(Records of labeled points)
----------

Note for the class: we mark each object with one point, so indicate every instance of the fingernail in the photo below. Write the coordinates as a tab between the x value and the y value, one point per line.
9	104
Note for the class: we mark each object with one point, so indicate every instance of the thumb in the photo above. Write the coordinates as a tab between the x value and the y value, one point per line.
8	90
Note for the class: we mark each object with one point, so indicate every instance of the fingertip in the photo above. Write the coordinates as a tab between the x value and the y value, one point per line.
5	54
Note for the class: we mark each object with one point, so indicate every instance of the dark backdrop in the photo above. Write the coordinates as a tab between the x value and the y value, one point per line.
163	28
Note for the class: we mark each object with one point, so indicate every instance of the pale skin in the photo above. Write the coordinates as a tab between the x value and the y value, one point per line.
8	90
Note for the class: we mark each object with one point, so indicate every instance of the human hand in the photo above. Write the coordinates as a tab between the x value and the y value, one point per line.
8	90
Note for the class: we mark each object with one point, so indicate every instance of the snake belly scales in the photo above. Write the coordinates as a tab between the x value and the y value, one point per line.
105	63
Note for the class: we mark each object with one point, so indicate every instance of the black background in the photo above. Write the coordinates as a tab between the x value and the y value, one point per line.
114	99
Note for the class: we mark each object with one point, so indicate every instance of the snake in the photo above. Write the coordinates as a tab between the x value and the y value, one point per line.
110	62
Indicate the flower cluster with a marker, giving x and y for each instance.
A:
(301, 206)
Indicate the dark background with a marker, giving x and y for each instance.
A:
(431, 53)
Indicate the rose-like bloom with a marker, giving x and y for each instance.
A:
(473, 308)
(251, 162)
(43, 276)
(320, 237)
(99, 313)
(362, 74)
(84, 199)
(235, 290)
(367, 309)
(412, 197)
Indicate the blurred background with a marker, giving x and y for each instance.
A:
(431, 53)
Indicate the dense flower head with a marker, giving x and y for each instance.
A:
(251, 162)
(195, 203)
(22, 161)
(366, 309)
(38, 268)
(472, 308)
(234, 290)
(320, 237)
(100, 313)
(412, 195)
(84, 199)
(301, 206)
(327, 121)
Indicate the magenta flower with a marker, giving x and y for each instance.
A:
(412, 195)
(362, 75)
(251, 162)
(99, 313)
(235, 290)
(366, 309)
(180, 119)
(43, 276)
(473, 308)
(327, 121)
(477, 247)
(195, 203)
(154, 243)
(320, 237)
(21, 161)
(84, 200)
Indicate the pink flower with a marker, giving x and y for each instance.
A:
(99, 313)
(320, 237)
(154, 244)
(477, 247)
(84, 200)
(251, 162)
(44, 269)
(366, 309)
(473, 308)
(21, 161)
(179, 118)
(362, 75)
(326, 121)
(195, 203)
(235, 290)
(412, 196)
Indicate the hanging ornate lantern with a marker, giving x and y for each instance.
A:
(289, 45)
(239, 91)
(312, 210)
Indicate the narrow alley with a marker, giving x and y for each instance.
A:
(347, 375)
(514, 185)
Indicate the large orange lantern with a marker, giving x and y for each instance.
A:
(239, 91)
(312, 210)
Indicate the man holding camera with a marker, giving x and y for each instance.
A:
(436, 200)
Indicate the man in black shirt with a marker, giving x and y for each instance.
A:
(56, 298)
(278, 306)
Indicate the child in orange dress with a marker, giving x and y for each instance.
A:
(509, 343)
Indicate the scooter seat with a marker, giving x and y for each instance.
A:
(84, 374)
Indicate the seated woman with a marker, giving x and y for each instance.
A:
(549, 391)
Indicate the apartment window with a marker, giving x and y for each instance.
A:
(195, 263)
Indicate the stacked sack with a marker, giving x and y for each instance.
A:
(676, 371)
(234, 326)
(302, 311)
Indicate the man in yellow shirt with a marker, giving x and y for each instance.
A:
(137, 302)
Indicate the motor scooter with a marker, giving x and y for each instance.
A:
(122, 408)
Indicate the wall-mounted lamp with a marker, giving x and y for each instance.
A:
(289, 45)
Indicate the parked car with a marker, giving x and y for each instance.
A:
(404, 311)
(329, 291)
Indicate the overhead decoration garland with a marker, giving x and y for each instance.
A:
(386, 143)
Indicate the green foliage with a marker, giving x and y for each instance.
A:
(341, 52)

----------

■ Exercise aim ■
All of the data shown above must be copied exactly.

■ Full response ■
Note for the class: we mark each object with one point, so indicate every instance of the fingernail in the photo below. Write the coordinates as a tab between the x value and the y value, one point per line.
9	104
Note for the class: we mark each object with one point, so indicate every instance of the thumb in the photo above. Write the coordinates as a tab between the x value and the y value, one point per line.
8	90
Note for the class: we mark each object with one point, so indicate every instance of the fingertip in the photo above. Write the coordinates as a tab between the x value and the y value, one point per line.
5	54
Note for the class: we mark each object with one point, so indicate every instance of the dark backdrop in the photo above. Write the coordinates as a tab between the x value and the y value, one point per line.
163	28
Note for the class: we mark each object with one point, so indicate every instance of the pale skin in the photo above. Write the coordinates as a tab between the x value and the y value, one point per line.
8	90
Note for the class: we mark each object with one point, so indicate every instance of the human hand in the photo above. Write the coordinates as a tab between the x value and the y value, one point per line.
8	90
Note for the class: we mark each object with one point, so indicate every instance of the snake belly scales in the photo above. Write the coordinates as a tab between the x value and the y value, one point per line.
105	63
Note for the class: we mark each object with one point, so indicate every instance of the black background in the photo above. Write the coordinates as a tab between the x value and the y value, one point per line.
114	99
Note for the class: we mark each object with one point, so indicate every instance of the snake in the photo above. Write the coordinates as a tab between the x value and the y value, one point per line.
110	62
Indicate the flower cluster with a marker, giving x and y for each instance.
A:
(301, 206)
Indicate the dark background with a marker, giving x and y for each instance.
A:
(431, 53)
Indicate the rose-like bloom with a marker, giving x and y for each instance.
A:
(473, 308)
(251, 162)
(43, 276)
(320, 237)
(99, 313)
(362, 74)
(84, 199)
(235, 290)
(367, 309)
(412, 197)
Indicate the blurred background with a marker, giving x and y for each instance.
A:
(431, 53)
Indicate the dense flower head with a marker, giving x and y for each instance.
A:
(251, 162)
(195, 203)
(22, 161)
(366, 309)
(38, 268)
(472, 308)
(234, 290)
(320, 237)
(100, 313)
(412, 195)
(84, 199)
(301, 206)
(327, 121)
Indicate the magenta flower with a marker, giving x and y for each instance.
A:
(412, 195)
(362, 75)
(251, 162)
(99, 313)
(235, 290)
(366, 309)
(180, 119)
(43, 276)
(473, 308)
(327, 121)
(477, 247)
(195, 203)
(154, 243)
(320, 237)
(21, 161)
(84, 200)
Indicate the pink flower with a marker, giving x and y for each instance.
A:
(99, 313)
(320, 237)
(154, 244)
(477, 247)
(84, 200)
(251, 162)
(44, 269)
(366, 309)
(473, 308)
(21, 161)
(179, 118)
(362, 75)
(326, 121)
(195, 203)
(235, 290)
(412, 196)
Indicate the hanging ornate lantern with a marker, giving x and y for each instance.
A:
(289, 45)
(239, 91)
(312, 210)
Indicate the narrow alley with a marker, giving x and y for each instance.
A:
(347, 375)
(514, 185)
Indicate the large orange lantern with a marker, giving x and y for each instance.
A:
(239, 91)
(312, 210)
Indicate the man holding camera with a marker, giving x and y for each instance.
A:
(436, 200)
Indicate the man in black shirt with a marker, giving x and y for each instance.
A:
(56, 298)
(278, 306)
Indicate the child in orange dress with a marker, giving x and y for each instance.
A:
(509, 343)
Indicate the scooter seat with a marker, giving x and y for each instance.
A:
(84, 374)
Indicate the seated woman with a marker, giving x and y for each instance.
A:
(549, 391)
Indicate the apartment window with a marker, giving x and y for each instance.
A:
(195, 263)
Indicate the stacked sack with a marker, giving x and y for each instance.
A:
(676, 371)
(234, 326)
(302, 311)
Indicate the man in yellow shirt with a marker, giving x and y for each instance.
A:
(137, 302)
Indicate the motor scooter with a marker, giving x and y for each instance.
A:
(122, 408)
Indicate the wall-mounted lamp with a marker, giving x and y for each instance.
A:
(289, 45)
Indicate the parked car with a marker, giving x and y for each instance.
A:
(404, 311)
(329, 291)
Indicate the overhead decoration garland with a marker, giving x and y for each instance.
A:
(386, 143)
Indicate the green foliage with a marker, giving x and y for each instance.
A:
(341, 52)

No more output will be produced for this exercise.